AIM
Substitute "Put a marker" for every occurrence of "Place a dot" in the listing below and reproduce the listing with no other changes, omitting the pictures.
=== PROVIDED ENTRIES ===
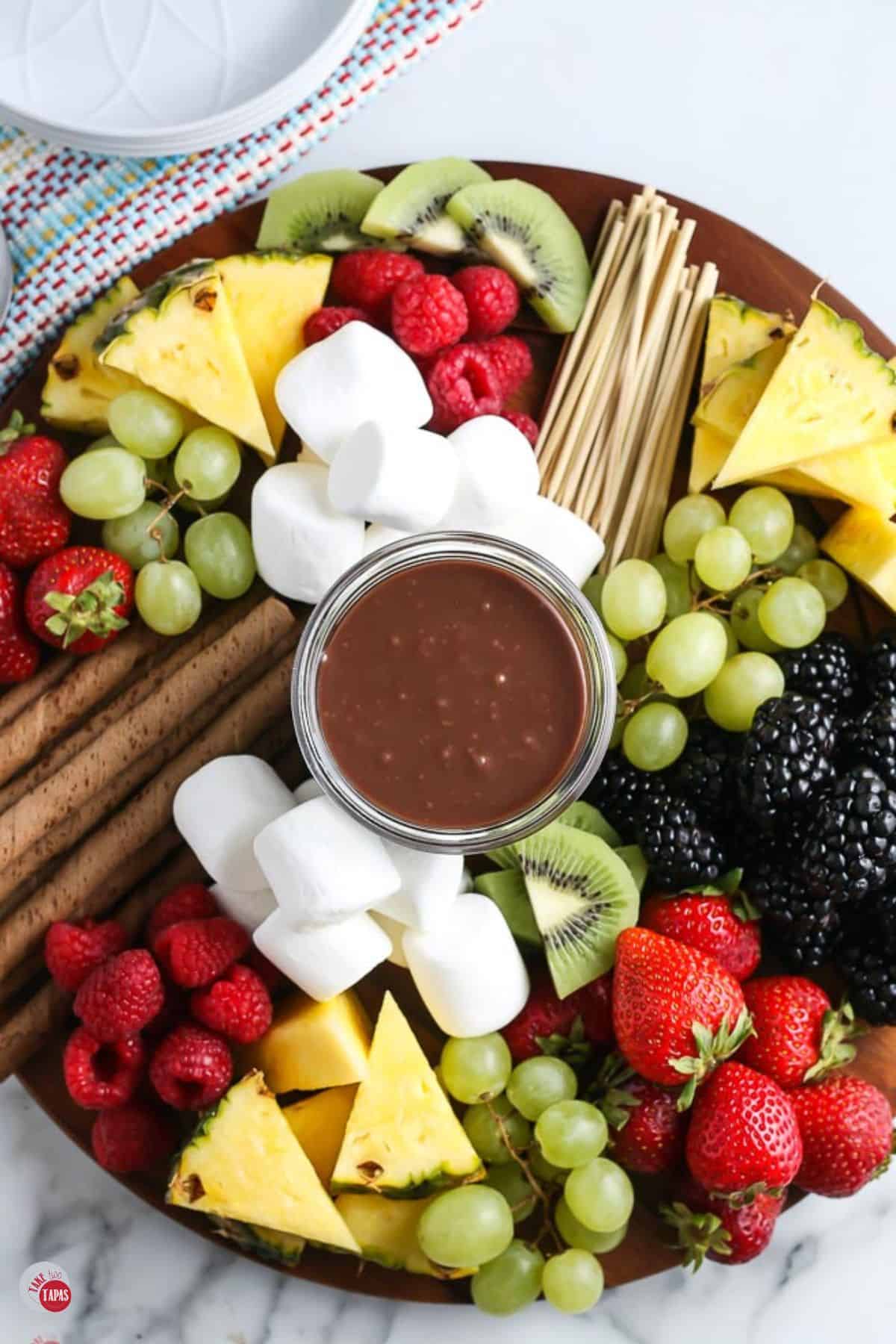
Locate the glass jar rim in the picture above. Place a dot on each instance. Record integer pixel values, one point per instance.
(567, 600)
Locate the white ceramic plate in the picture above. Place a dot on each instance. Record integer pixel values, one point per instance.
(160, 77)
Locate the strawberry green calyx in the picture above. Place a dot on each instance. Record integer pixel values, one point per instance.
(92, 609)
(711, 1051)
===
FINAL ANSWER
Locate the glass jar rim in the picture above. Put a marker on each instance. Record integer pixel values, one point per instance.
(567, 600)
Locate the white ceramic plate in the picture above. Put a marker on each instance. Record integer pixel values, one point per instance.
(160, 77)
Locate the strawberry green calyx in the picture above. Put a marker on each instance. Record integer pixel values, one point per instance.
(92, 609)
(711, 1051)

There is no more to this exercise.